[WHAT YOU WILL DO]
Bring together all lines of the material below that contain the string "bumper".

[MATERIAL FOR THIS EXERCISE]
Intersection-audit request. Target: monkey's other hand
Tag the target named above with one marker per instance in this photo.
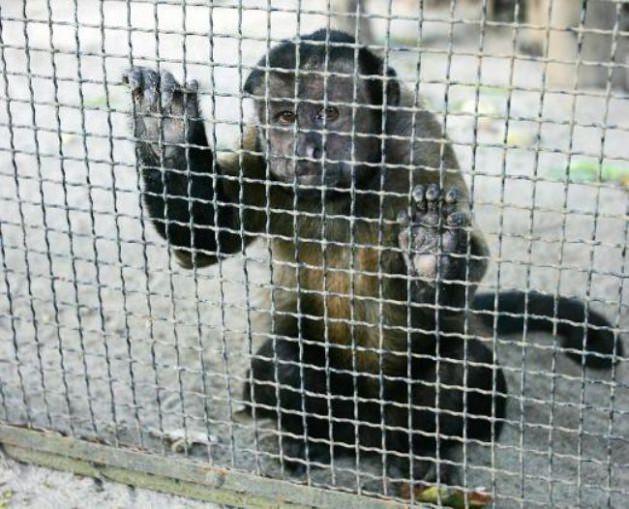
(434, 241)
(165, 113)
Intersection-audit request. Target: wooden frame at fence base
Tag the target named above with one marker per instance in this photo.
(177, 476)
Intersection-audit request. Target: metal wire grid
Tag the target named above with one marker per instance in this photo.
(108, 339)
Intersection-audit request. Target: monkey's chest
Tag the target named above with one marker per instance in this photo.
(340, 297)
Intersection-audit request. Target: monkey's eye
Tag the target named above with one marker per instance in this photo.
(329, 114)
(285, 117)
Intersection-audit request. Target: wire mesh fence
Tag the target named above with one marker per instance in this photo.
(214, 246)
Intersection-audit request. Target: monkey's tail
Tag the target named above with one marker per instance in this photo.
(594, 345)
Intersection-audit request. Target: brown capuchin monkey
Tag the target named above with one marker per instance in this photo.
(374, 253)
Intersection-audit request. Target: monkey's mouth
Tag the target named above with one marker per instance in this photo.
(313, 174)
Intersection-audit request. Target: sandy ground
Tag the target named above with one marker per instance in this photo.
(106, 337)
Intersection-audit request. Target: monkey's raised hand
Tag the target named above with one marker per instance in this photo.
(166, 113)
(434, 242)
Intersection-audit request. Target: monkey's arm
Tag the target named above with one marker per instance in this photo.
(202, 212)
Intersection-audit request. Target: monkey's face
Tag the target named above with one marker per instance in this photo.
(320, 132)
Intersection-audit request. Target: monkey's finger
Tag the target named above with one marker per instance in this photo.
(168, 86)
(134, 79)
(459, 219)
(433, 193)
(192, 86)
(453, 195)
(418, 195)
(403, 218)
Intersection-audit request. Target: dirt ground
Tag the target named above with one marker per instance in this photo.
(105, 336)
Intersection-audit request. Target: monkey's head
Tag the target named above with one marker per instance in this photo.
(319, 104)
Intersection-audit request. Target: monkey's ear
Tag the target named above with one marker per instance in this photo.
(393, 88)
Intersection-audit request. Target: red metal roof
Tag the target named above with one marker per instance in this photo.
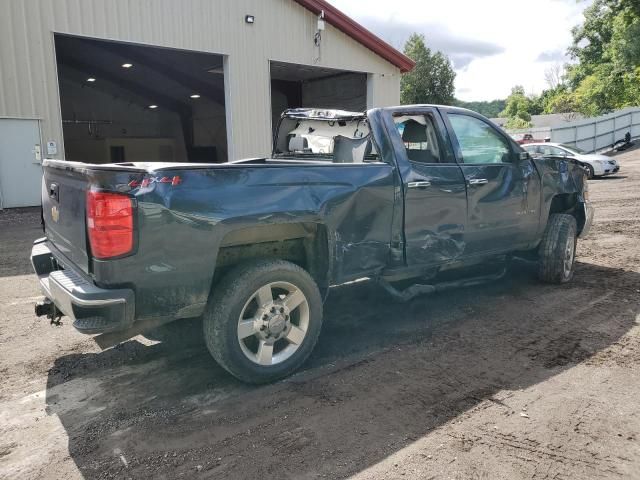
(356, 31)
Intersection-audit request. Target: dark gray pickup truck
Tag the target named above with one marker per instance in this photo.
(252, 246)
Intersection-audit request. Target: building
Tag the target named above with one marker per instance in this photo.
(161, 80)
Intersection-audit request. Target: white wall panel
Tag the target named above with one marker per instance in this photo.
(283, 32)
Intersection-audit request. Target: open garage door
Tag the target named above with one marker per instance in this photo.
(295, 86)
(130, 103)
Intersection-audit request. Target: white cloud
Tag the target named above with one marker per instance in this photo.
(494, 44)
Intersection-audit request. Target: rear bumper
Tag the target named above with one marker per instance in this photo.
(92, 309)
(588, 219)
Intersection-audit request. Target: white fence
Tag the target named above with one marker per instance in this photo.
(598, 133)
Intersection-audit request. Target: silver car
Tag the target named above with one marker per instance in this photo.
(595, 164)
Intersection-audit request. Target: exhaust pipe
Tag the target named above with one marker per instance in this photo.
(43, 308)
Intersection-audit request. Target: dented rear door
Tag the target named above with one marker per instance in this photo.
(435, 208)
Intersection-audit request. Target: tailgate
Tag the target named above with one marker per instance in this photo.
(63, 208)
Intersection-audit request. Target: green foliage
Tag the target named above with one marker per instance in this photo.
(517, 122)
(489, 109)
(431, 80)
(517, 109)
(607, 49)
(559, 100)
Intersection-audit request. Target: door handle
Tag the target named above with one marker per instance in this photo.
(478, 181)
(422, 184)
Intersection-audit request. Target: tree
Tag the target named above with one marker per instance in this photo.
(431, 80)
(607, 52)
(517, 109)
(554, 76)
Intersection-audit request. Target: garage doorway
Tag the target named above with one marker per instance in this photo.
(122, 102)
(296, 86)
(20, 163)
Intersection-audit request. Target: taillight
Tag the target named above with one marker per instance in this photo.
(110, 224)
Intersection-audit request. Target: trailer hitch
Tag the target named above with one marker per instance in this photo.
(48, 308)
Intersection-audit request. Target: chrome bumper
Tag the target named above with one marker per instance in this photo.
(92, 309)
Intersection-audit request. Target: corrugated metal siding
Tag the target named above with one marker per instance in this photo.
(283, 31)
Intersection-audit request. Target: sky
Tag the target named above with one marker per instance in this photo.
(493, 44)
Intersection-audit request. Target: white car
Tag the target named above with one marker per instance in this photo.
(596, 165)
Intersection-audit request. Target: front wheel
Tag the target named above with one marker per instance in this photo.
(263, 320)
(557, 251)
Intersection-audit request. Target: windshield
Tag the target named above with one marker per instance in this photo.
(573, 149)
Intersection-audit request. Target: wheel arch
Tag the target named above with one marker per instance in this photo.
(568, 203)
(304, 243)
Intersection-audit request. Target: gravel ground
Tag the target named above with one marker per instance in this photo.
(508, 380)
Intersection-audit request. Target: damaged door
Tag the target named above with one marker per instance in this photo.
(434, 190)
(502, 211)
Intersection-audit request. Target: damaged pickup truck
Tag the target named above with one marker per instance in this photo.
(404, 196)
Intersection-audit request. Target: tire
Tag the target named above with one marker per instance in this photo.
(557, 251)
(249, 328)
(179, 333)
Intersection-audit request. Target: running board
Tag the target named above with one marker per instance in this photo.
(418, 289)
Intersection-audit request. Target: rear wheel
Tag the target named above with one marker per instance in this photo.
(263, 320)
(557, 251)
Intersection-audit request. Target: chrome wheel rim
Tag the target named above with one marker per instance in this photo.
(569, 253)
(273, 323)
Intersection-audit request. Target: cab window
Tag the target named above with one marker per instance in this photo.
(421, 138)
(479, 142)
(551, 151)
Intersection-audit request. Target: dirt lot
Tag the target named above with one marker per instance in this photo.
(509, 380)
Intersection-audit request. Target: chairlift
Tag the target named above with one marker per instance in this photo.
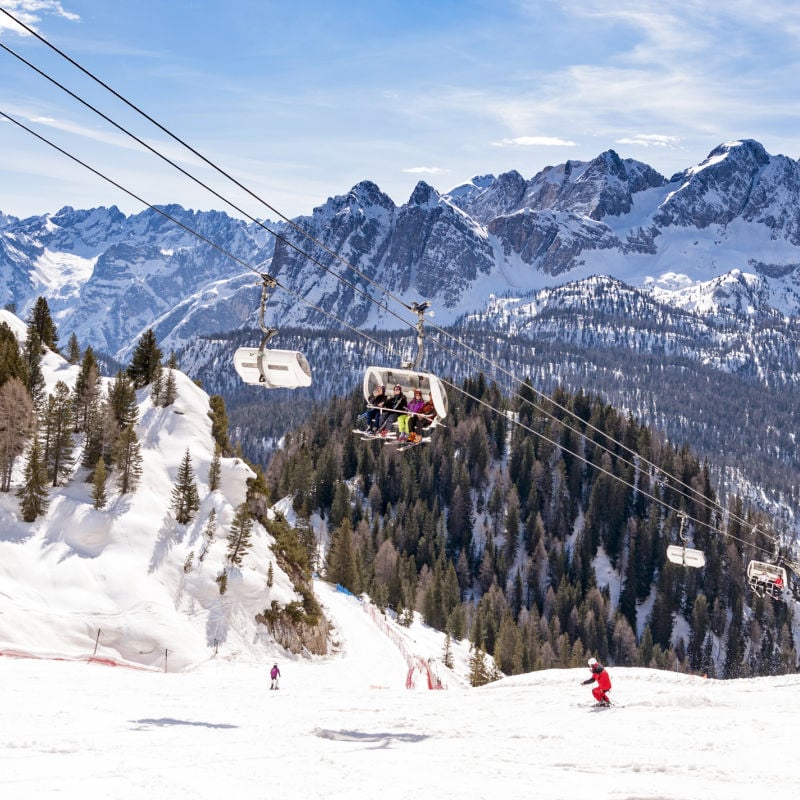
(766, 579)
(272, 369)
(685, 556)
(409, 377)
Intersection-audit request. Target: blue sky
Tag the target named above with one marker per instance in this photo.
(301, 100)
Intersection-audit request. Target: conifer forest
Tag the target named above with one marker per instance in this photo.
(538, 531)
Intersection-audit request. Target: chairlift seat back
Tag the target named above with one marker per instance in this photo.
(762, 573)
(409, 380)
(272, 369)
(686, 556)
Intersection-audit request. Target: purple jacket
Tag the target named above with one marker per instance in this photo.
(415, 406)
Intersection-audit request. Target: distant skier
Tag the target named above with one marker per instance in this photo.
(274, 674)
(599, 674)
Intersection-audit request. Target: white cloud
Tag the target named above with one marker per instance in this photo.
(425, 170)
(534, 141)
(650, 140)
(30, 12)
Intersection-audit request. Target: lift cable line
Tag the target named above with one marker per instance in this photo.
(698, 498)
(697, 495)
(660, 501)
(206, 161)
(200, 183)
(185, 227)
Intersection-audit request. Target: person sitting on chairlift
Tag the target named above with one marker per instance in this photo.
(391, 409)
(408, 424)
(376, 401)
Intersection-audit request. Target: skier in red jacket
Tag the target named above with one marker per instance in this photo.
(599, 674)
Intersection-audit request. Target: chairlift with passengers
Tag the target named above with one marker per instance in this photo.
(263, 366)
(409, 377)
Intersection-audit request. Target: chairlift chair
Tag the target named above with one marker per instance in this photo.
(766, 579)
(409, 377)
(685, 556)
(272, 369)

[RESPONSE BOX]
Intersection-audit request. Target: rear bumper
Intersection-audit request. Target: chrome bumper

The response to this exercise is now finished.